# [DATA SHOWN]
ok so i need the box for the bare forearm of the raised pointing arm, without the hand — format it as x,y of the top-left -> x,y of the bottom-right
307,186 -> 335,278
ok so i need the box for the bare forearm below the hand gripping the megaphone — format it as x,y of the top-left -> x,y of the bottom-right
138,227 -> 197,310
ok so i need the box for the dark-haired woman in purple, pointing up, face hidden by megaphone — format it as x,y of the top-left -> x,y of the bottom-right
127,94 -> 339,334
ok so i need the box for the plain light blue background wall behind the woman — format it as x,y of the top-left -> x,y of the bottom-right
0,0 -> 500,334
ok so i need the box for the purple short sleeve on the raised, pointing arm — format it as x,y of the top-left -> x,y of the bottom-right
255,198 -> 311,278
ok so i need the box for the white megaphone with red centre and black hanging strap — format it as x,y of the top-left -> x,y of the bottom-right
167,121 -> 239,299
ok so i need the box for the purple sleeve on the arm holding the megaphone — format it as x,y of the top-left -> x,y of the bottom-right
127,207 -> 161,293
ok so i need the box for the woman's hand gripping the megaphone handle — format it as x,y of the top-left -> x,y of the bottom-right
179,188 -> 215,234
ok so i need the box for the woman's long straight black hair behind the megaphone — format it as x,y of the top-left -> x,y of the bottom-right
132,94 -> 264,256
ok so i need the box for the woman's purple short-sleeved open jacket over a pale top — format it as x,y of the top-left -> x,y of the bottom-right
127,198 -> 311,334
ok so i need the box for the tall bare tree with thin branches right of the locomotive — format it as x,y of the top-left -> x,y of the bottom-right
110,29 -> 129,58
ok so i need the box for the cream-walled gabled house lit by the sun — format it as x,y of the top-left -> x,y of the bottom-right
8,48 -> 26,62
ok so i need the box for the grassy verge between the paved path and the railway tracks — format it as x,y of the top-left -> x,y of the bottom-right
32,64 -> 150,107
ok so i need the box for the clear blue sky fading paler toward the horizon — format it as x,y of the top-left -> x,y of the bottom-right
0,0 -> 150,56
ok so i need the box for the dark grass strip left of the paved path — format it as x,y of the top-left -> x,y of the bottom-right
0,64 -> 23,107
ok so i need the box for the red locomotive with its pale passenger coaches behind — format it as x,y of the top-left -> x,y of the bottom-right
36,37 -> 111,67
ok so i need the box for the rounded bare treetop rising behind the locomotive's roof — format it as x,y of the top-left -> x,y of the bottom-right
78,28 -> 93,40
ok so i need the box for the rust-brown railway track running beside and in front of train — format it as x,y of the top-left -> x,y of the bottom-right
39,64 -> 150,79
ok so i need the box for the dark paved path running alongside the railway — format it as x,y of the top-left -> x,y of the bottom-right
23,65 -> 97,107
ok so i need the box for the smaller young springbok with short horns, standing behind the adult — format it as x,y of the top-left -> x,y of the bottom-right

# [TASK DIRECTIONS]
When you copy the material, keep every line exactly as it stands.

# [RESPONSE TO THIS TASK]
ok so i need the box for the bare forearm of the raised pointing arm, without the hand — format it as x,y of the top-left -> x,y of the bottom-right
307,186 -> 335,278
ok so i need the box for the bare forearm below the hand gripping the megaphone — format it as x,y of the top-left -> x,y of the bottom-right
138,227 -> 197,310
ok so i need the box for the dark-haired woman in purple, pointing up, face hidden by megaphone — format it as x,y of the top-left -> x,y of the bottom-right
127,94 -> 339,334
ok so i need the box for the plain light blue background wall behind the woman — format it as x,y of the top-left -> x,y of the bottom-right
0,0 -> 500,334
ok so i need the box for the purple short sleeve on the raised, pointing arm — format it as x,y of the top-left -> x,y of the bottom-right
255,198 -> 311,278
ok so i need the box for the white megaphone with red centre and black hanging strap — format it as x,y of the top-left -> x,y of the bottom-right
167,121 -> 239,299
ok so i need the box for the purple sleeve on the arm holding the megaphone — format it as x,y of the top-left -> x,y of the bottom-right
127,207 -> 161,293
ok so i need the box for the woman's hand gripping the megaphone handle — format it as x,y of the top-left -> x,y of the bottom-right
179,188 -> 215,234
ok so i need the box for the woman's long straight black hair behind the megaphone — format it as x,y of the top-left -> x,y of the bottom-right
132,94 -> 264,256
ok so i need the box for the woman's purple short-sleeved open jacket over a pale top — format it as x,y of the top-left -> x,y of the bottom-right
127,198 -> 311,334
ok so i need the box for the tall bare tree with thin branches right of the locomotive — format it as x,y of the top-left -> x,y of the bottom-right
110,29 -> 129,58
ok so i need the box for the cream-walled gabled house lit by the sun — format it as x,y of the top-left -> x,y of the bottom-right
8,48 -> 26,62
ok so i need the box for the grassy verge between the paved path and the railway tracks — format it as x,y of the top-left -> x,y of the bottom-right
32,64 -> 150,107
ok so i need the box for the clear blue sky fading paler toward the horizon — format it as x,y of the top-left -> x,y of the bottom-right
0,0 -> 150,56
ok so i need the box for the dark grass strip left of the paved path — format it as x,y of the top-left -> x,y of the bottom-right
0,64 -> 23,107
ok so i need the box for the red locomotive with its pale passenger coaches behind — format it as x,y of the top-left -> x,y of the bottom-right
36,37 -> 111,67
ok so i need the box for the rounded bare treetop rising behind the locomotive's roof — format it as x,y of the top-left -> x,y of the bottom-right
78,28 -> 93,40
ok so i need the box for the rust-brown railway track running beside and in front of train — format it as x,y of the top-left -> x,y of the bottom-right
39,64 -> 150,79
ok so i need the box for the dark paved path running alongside the railway — format it as x,y of the top-left -> x,y of the bottom-right
23,65 -> 97,107
ok so i need the box for the smaller young springbok with short horns, standing behind the adult — format it as x,y of the top-left -> x,y of the bottom-right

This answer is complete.